### TASKS FOR THIS EXERCISE
a) In the article about the actor Barnes, condense the paragraph that begins "For 20 years I've been playing" into a short bulleted list that keeps its main facts.
b) According to the article about the actor Barnes, which Netflix series cast him as General Kirigan?
c) Carry on the article about the actor Barnes, starting right after its final sentence.

A lot has changed for the 41-year-old actor over the course of nearly two decades in Hollywood. Starring as Prince Caspian in The Chronicles of Narnia franchise in 2008, Barnes was quickly poised to be the next great British heartthrob along the lines of Twilight-era Robert Pattinson—or, as Barnes would describe it, “the young protagonist in the fantasy thing.” From there came Dorian Grey, Killing Bono, Westworld, Marvel's The Punisher, and the list goes on. 

However, as any “young protagonist in the fantasy thing” would probably tell you, that level of exposure leaves you feeling, well, exposed. “I used to care so hard about every single little piece of criticism,” Barnes tells me over Zoom from his airy kitchen in Los Angeles. “I didn't like doing interviews and I was quite cautious, even with my acting choices.”

Cautious is not the word I'd use to describe the man speaking with me with an easy smile and a refreshing mix of playful banter and genuine openness. And though Barnes is clearly grateful to his legion of die-hard fans and millions of Instagram followers, this hard-earned confidence did not come from fandom popularity alone. 

“For 20 years I've been playing these characters that everyone else has kind of written and it's their agenda,” Barnes says. Then, around 2017, his mother was battling cancer while he was supposed to be filming the second season of HBO's Westworld. Despite playing the hit sci-fi series' resident “tilted-hat douchebag with big dick energy,” he was able to take time off to be with his family and take stock of his goals. “I became a bit braver with my work and began to chase my old-school dream that I had as a teenager,” he says. Like many teenage boys, the London-born actor always wanted to be in a band. In October 2021 he finally released his first album at 40 years old, an EP titled Songs for You.

That same year Barnes became the face of yet another “fantasy thing” but not as the roguish young hero. As General Kirigan (a.k.a. The Darkling) in Shadow and Bone—the Netflix series based on Leigh Bardugo's popular Grishaverse novels—he gaslighted his way into viewers' hearts with a toxic combination of manipulation and charm. By season two the surprise villain is openly embracing what Barnes calls his “vengeance era.”

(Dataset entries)
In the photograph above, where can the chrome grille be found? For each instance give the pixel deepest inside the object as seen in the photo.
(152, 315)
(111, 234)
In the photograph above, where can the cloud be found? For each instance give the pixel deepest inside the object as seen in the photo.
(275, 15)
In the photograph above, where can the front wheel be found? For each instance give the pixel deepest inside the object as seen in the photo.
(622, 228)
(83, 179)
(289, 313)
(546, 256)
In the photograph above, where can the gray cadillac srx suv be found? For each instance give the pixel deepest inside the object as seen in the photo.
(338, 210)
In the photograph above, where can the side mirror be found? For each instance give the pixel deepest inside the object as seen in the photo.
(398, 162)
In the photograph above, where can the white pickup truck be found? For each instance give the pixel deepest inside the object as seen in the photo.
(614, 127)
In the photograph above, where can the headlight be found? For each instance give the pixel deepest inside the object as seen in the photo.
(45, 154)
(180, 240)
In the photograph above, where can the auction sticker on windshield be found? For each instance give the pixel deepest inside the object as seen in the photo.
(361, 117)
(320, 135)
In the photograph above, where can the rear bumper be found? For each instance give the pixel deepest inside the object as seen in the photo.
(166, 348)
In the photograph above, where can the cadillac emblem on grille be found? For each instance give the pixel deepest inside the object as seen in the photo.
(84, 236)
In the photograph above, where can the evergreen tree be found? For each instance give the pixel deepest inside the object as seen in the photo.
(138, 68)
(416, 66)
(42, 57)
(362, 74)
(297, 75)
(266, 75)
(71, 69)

### RESPONSES IN ORDER
a)
- For 20 years, Barnes played characters written by others, serving their agendas.
- Around 2017, his mother was battling cancer while he was due to film the second season of HBO's Westworld.
- He took time off to be with his family and reconsider his goals.
- He became braver with his work and pursued his teenage dream of being in a band.
- In October 2021, at 40, he released his first album, an EP titled Songs for You.

b) Shadow and Bone, based on Leigh Bardugo's Grishaverse novels.

c)
When I ask Barnes to title this latest chapter in his life, he tosses the ball back to me. “You'll know more snappy Taylor Swift references than I will,” he jokes. He may be right about that, but as he opens up about making bolder choices and creating his own album from scratch, the answer comes to him more naturally than he expected. “I feel free,” Barnes says with a weighted breath of relief. “It took me a while to get here, but the really nice upshot of doing it at 40 is that people sort of say, ‘Oh, I love watching you [try something new] because it made me feel like I can too.’”

He adds, “It's sort of like a freedom era.” 

Just by agreeing to this interview, Ben Barnes proved his own point. While he's spent plenty of interviews discussing his famous characters and his deeply personal album, he opened up to Glamour about someone he rarely talks about: himself. From his love language and best date ever to his fantasy series pet peeve and the role that got away, here's a bunch of stuff you don't know about Ben Barnes. 

Neal Lett

Glamour: Tell me something I don’t know about working on Shadow and Bone.

Ben Barnes: The thing that nobody knows is that I'm the professor. I'm like the headmaster of this school because it frustrates me so much when the names of places and character names and things that are using made-up languages or new languages or borrowed elements from Slavic languages, like ours does—it has all of those things in it—and I can't bear it when I watch TV shows and it's inconsistent how people are saying things. It drives me absolutely insane when I see that, so I have this text thread with Eric Heisserer, who's our showrunner and writer, and Leigh Bardugo, who's the author of the novels. Before each season we go through each word that is a weird word or a strange kind of pronunciation or something, and Leigh tells us how it's said in her world. Then I do this obnoxiously long 15-minute voice note, which has me repeating the word like a Calm app, which then gets sent to every cast member. 

[Ben does an impression of his very calming professor voice.] “Nichevo’ya [nee-sheh-voya]. Nichevo'ya.” I do it almost funny like that, and we had some messages going round in our cast group chat that were commenting on—I’m like the dad on set, so they send me messages like, “I was having trouble sleeping, but then I was listening to Ben's voice note and I nodded right off.” That's the kind of stuff that Freddy Carter will say.

Do you ever correct people while on set? 

Once you’re on set there’s a script supervisor and all that stuff. But if somebody comes in who’s like a day player or somebody who comes in for one scene, they’ll say something—instead of Inferni [in-fer-nee], they’ll say [in-fer-nai]—and I’ll kind of be behind them just twitching silently to myself and hoping somebody else comes in to direct it. [Laughs.]

Ben Barnes in Shadow and Bone season two

DçVID LUKçCS/NETFLIX

Tell me about a role you wanted but didn’t get.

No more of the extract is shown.